Challenge:
Return the lines below verbatim, starting at the line containing "of the rocky" and ending after the line containing "48], [173, 98]]", both included. Return only those lines.

Input for this task:
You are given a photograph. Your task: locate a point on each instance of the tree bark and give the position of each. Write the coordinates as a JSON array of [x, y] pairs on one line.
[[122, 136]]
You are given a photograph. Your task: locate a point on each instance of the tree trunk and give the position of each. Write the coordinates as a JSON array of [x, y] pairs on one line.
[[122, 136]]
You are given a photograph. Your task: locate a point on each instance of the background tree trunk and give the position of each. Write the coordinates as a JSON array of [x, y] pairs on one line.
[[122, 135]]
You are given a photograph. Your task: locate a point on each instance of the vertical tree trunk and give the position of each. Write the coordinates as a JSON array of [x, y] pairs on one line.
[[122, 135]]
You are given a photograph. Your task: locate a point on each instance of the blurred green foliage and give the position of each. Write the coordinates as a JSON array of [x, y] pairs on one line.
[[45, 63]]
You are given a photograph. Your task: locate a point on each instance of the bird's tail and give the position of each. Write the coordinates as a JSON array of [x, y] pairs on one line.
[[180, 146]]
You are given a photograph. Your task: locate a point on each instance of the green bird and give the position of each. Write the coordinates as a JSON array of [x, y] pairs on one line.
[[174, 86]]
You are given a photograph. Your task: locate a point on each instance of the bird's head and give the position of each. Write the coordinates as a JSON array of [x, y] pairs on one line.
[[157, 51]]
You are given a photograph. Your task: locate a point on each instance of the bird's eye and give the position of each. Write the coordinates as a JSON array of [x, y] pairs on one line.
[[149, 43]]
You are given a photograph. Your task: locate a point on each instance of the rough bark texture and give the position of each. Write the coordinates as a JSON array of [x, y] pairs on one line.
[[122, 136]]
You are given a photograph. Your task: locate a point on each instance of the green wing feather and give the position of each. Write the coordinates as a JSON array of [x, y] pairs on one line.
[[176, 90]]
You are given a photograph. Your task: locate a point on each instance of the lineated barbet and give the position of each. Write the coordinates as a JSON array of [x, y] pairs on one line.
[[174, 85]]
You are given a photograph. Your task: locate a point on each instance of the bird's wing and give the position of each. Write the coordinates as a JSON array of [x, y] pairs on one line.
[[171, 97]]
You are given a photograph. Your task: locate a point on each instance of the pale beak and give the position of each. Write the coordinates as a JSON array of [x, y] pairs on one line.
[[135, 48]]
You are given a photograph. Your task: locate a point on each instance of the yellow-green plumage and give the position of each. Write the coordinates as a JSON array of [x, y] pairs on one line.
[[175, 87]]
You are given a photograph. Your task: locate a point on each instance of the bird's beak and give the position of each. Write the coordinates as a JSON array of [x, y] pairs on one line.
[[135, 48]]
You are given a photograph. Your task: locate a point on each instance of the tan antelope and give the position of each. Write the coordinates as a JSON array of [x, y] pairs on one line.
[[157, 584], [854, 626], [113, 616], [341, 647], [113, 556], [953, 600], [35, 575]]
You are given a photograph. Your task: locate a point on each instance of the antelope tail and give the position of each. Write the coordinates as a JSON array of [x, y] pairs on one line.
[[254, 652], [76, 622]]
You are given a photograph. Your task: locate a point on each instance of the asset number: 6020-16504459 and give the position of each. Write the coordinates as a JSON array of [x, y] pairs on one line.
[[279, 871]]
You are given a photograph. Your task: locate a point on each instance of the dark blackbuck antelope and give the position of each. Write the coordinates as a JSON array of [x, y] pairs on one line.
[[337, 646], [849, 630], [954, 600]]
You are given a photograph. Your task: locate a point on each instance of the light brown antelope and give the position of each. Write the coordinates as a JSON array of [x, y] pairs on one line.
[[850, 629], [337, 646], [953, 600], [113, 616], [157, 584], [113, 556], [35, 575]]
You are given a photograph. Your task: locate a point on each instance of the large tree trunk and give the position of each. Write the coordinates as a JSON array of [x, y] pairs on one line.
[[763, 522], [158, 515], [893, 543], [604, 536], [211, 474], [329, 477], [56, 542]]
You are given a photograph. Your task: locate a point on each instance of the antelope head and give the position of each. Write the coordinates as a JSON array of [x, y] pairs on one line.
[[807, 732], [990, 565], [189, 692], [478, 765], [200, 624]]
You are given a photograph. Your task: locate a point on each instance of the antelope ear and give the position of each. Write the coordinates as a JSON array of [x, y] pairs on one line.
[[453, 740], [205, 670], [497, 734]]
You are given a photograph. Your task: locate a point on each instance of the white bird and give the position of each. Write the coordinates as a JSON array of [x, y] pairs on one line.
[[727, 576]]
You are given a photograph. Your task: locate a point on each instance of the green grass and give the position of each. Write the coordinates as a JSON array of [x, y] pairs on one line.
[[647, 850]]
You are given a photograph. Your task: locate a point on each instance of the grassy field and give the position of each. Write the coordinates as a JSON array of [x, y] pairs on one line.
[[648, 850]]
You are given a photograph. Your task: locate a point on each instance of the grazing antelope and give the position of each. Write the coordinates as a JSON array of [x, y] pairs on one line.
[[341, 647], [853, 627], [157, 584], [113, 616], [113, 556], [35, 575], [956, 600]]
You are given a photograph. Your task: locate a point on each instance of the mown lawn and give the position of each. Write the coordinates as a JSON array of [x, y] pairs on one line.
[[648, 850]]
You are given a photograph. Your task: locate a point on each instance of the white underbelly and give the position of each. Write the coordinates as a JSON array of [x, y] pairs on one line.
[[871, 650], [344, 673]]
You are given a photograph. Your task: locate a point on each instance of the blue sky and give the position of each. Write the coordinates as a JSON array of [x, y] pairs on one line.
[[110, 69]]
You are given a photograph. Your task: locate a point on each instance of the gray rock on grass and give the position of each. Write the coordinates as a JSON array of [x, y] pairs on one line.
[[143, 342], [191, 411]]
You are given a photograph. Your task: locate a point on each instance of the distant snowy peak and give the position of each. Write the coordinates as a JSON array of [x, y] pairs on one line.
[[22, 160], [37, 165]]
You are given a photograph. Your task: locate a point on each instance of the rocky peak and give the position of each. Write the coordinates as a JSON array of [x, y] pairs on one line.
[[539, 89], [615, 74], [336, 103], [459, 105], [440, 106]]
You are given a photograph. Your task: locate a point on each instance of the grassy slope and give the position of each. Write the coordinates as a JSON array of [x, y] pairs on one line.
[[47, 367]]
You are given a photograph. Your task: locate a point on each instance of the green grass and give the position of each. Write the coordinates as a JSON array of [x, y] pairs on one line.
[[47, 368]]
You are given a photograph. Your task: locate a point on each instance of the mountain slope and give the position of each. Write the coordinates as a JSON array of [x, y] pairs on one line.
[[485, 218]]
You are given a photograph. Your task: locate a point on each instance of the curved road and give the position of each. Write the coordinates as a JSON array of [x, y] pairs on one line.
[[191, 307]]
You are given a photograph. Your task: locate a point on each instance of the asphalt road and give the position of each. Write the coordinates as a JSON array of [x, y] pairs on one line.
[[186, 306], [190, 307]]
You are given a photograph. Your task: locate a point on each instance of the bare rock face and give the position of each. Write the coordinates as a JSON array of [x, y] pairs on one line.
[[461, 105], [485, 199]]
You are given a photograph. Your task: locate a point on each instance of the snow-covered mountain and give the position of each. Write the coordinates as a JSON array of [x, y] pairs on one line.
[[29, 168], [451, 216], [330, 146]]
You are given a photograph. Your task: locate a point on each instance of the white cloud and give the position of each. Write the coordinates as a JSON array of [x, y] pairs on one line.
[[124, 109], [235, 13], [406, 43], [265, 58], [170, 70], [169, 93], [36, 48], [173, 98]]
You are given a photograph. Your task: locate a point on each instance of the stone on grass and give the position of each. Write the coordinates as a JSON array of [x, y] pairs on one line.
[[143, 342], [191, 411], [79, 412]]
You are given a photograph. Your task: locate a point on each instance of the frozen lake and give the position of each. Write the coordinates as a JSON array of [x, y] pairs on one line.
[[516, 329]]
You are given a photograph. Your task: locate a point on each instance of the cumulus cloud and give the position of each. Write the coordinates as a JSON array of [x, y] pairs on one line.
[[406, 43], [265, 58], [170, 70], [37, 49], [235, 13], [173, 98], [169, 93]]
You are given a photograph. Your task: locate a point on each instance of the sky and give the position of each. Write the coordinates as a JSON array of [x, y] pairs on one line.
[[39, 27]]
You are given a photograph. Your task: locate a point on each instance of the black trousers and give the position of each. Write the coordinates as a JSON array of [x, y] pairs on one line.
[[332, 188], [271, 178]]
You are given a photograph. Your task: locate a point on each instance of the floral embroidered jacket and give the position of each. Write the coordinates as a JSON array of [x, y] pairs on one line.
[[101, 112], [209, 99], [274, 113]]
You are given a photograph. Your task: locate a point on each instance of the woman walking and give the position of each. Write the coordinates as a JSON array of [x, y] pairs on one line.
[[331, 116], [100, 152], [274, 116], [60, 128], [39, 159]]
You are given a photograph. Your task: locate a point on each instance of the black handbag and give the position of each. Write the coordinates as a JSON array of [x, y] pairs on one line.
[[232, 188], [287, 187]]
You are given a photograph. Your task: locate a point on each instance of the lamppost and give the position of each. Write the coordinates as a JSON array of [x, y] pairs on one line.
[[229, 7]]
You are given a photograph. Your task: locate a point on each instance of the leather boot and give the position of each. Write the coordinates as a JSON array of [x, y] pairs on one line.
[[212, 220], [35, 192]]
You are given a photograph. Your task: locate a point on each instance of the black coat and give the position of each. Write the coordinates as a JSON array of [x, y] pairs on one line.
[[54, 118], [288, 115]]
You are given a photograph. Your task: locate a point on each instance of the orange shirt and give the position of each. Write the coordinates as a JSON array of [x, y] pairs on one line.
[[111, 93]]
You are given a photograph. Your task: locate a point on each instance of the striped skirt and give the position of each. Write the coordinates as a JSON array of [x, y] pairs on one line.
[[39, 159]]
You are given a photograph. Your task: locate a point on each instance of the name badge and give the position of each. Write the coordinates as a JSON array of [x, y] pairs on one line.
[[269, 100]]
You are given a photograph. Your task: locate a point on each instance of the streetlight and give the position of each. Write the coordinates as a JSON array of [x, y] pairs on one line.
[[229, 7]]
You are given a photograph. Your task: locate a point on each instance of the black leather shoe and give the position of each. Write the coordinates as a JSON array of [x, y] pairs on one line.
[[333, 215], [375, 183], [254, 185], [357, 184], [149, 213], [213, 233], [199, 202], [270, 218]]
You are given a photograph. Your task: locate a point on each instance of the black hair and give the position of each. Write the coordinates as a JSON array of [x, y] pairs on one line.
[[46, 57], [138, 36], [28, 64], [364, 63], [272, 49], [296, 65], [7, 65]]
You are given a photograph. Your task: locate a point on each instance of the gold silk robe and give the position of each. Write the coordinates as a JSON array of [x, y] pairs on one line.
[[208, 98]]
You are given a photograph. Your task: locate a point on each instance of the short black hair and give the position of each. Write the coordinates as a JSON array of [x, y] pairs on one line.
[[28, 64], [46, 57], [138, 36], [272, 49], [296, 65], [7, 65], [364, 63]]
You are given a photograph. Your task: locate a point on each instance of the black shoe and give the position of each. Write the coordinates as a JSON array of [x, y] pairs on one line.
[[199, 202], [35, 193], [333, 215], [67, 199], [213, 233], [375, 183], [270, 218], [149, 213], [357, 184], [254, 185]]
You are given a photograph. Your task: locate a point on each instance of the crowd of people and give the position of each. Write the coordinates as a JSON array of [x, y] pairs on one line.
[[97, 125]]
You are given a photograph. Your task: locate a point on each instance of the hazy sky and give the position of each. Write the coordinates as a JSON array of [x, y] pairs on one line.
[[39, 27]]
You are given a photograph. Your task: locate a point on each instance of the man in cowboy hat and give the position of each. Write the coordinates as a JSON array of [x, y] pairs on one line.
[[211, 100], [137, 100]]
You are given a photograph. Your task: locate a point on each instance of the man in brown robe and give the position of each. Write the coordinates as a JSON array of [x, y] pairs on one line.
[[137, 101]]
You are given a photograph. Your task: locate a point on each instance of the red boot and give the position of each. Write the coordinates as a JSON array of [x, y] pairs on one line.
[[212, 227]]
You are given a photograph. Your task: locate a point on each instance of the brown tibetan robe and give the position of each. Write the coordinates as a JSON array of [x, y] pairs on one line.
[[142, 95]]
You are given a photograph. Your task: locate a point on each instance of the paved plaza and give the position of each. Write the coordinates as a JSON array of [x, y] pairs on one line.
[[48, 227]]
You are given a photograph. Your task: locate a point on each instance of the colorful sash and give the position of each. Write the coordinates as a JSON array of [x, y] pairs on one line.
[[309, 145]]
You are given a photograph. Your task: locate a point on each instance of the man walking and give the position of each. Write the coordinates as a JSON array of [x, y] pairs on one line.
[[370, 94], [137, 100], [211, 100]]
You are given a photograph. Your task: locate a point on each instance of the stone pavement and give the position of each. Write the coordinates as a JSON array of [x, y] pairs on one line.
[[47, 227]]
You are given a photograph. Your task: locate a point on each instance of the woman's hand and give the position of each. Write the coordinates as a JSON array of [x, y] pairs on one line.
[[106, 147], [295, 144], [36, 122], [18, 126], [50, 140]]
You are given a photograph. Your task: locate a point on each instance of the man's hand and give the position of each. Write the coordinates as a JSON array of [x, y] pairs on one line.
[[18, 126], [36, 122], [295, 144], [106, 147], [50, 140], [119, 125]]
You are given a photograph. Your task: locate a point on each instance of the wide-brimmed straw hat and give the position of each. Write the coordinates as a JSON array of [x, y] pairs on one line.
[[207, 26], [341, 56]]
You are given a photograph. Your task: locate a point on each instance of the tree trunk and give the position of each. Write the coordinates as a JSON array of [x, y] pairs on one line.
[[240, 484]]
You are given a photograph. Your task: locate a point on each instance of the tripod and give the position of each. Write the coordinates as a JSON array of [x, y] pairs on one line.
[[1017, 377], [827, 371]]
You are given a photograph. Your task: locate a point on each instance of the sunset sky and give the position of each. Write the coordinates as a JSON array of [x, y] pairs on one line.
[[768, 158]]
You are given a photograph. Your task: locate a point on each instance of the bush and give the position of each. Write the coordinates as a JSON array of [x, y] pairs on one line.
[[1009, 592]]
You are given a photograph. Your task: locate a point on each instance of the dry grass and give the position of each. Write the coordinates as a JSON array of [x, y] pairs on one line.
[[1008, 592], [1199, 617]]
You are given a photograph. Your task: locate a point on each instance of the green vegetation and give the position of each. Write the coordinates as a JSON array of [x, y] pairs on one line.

Task solution:
You are given a photograph. Your task: locate a point on each instance of the rocky peak and give the position of each. Write the coordinates as a JSON array of [x, y] pairs on one line.
[[539, 89], [615, 74], [336, 103], [459, 105], [440, 106]]
You are given a photograph. Your task: locate a point on each instance of the grassy slope and give the position of each. Write the coordinates as a JSON array of [x, y] pairs on one line.
[[47, 367]]
You are given a photograph. Your task: locate a point on each instance of the green grass and give the position of each. Write the coordinates as a JSON array of [x, y] pairs on one line.
[[47, 368]]
You are given a photograph. Your task: locate a point on each instance of the mountain slope and give the position of each. Write the coordinates as a JSON array of [x, y] pairs on one line.
[[485, 218]]
You are given a photograph. Your task: locate a point on each instance of the curved road and give the position of each. Write the coordinates as a JSON array of [x, y] pairs on one line.
[[191, 307]]
You are given a photograph. Your task: locate a point on each instance of the asphalt road and give the position of each. Write the coordinates as a JSON array of [x, y] pairs on one line.
[[186, 306], [190, 307]]
You are given a photograph. Your task: locate a point on each instance of the bare rock face and give the position of each. Write the coordinates as a JSON array of [x, y] pairs on one line.
[[461, 105], [485, 199]]
You are given a photograph. Your task: locate a point on each instance of the snow-covered mountain and give the position of each. Write the coordinates as a JSON array of [x, y] pairs on one line.
[[29, 168], [451, 216], [330, 146]]
You are given a photograph. Your task: locate a point on each instance of the white cloud and give the position of each. Write the coordinates as a JSON array of [x, y] pairs on one line.
[[124, 109], [235, 13], [406, 43], [265, 58], [170, 70], [169, 93], [36, 48], [173, 98]]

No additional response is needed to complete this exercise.